Work task: In the piece on reducing noncompliance, reproduce the text between "Clark, a physician" and "desired clinical effect.", inclusive, substituting "anti-vascular endothelial growth factor" for "anti-VEGF".

Selected text:
━━━━━━━━

W. Lloyd Clark, MD: Ways to Improve Noncompliance


W. Lloyd Clark, MD, discusses the approaches he uses in his clinical practice to reduce patient noncompliance — specifically, when treating diabetic macular edema.

Few, if any, specialties in medicine have a problem with patient compliance that is as prominent as the issue has become in ophthalmology.

Despite shifting away from surgeries to less invasive injection therapies in recent decades, retina specialists and ophthalmologists often struggle to have patients return for additional treatments. W. Lloyd Clark, MD, sat down with MD Magazine® at the 2019 American Society of Retina Specialists Annual Meeting to discuss this issue.

Clark, a physician at Palmetto Retina Center, has more than 20 years of experience in clinical practice and has dealt with noncompliance so much he has designed a 2-phase approach to treatment with anti-VEGF agents. The approach allows Clark to properly inform patients on the importance of compliance — as he feels it can be the difference between a patient coming to a follow-up and becoming another contributor to the issue.

MD Mag: What are some ways physicians can improve patient compliance?

Clark: So, patient compliance has been a much bigger issue in this patient population than in some of the other patient populations we treat with anti-VEGF therapy — most notably age-related macular degeneration. It is a major concern for us, as we institute a therapy that is very effective but requires repeat treatment in order to have its desired clinical effect.

Education is critical in these patients. I tend to spend a lot of time, probably more time with my diabetic patients at the initiation of therapy to really try to explain to them the underlying disease process, what we're trying to achieve with intravitreal injections. the need for frequent injections early in the course of therapy and then we really lay out a road map for them.

I try to break DME therapy down now for these patients into 2 phases. the first phase is really sort of the first 6 months and most patients with diabetic macular edema — they're going to need fairly short interval, fixed-dosing for those first 6 months or so. In many patients after that, it can be extended. I asked them to give me 6 months of dedicated visits after explaining to them the importance of the disease and I think if you can break it down into shorter segments and be a little easier to digest from a patient stand point.

So, education is key. Hearing that message several times from the staff, from photographers, from reminders from the office. The key is just to continue to remind them of the importance and I think if we do that we're able to improve compliance in many patients.

━━━━━━━━

Supplied material:
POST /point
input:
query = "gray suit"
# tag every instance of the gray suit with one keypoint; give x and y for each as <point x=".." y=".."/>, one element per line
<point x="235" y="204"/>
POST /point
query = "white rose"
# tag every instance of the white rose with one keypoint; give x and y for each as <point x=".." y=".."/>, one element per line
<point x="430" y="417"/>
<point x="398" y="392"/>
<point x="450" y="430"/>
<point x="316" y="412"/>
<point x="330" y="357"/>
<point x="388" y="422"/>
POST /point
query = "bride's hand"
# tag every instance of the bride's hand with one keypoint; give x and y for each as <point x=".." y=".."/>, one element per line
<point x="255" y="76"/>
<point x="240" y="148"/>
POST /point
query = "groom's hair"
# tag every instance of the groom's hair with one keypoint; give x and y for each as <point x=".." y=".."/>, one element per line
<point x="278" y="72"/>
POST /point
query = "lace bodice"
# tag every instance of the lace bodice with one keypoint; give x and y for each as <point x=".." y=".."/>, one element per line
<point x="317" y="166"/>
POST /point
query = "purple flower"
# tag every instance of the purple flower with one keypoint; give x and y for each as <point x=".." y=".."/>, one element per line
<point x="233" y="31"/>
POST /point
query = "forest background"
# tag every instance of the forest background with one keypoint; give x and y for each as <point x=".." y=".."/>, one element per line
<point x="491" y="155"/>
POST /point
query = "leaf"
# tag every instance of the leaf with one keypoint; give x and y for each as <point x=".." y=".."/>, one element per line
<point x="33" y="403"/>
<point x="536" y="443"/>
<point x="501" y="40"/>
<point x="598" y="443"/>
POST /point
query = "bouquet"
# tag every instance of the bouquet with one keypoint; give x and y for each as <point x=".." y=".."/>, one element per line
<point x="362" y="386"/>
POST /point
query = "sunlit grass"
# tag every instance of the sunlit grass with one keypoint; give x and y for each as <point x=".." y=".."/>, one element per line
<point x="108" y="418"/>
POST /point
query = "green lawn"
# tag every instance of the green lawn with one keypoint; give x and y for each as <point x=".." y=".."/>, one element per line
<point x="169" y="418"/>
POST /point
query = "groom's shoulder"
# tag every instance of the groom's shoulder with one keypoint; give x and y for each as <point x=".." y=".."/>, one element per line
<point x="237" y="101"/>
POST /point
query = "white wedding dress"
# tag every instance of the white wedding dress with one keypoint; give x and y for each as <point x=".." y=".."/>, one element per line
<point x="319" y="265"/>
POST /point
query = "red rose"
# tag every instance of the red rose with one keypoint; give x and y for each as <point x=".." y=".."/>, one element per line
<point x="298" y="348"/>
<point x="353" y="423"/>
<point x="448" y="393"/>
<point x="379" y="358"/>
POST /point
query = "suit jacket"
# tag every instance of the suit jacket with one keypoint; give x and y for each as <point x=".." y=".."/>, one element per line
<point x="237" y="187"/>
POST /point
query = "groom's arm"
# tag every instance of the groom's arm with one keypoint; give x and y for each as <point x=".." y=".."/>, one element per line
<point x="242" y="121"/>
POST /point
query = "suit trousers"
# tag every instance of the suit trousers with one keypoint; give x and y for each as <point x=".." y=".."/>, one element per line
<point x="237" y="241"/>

━━━━━━━━

Output for this task:
Clark, a physician at Palmetto Retina Center, has more than 20 years of experience in clinical practice and has dealt with noncompliance so much he has designed a 2-phase approach to treatment with anti-vascular endothelial growth factor agents. The approach allows Clark to properly inform patients on the importance of compliance — as he feels it can be the difference between a patient coming to a follow-up and becoming another contributor to the issue.

MD Mag: What are some ways physicians can improve patient compliance?

Clark: So, patient compliance has been a much bigger issue in this patient population than in some of the other patient populations we treat with anti-vascular endothelial growth factor therapy — most notably age-related macular degeneration. It is a major concern for us, as we institute a therapy that is very effective but requires repeat treatment in order to have its desired clinical effect.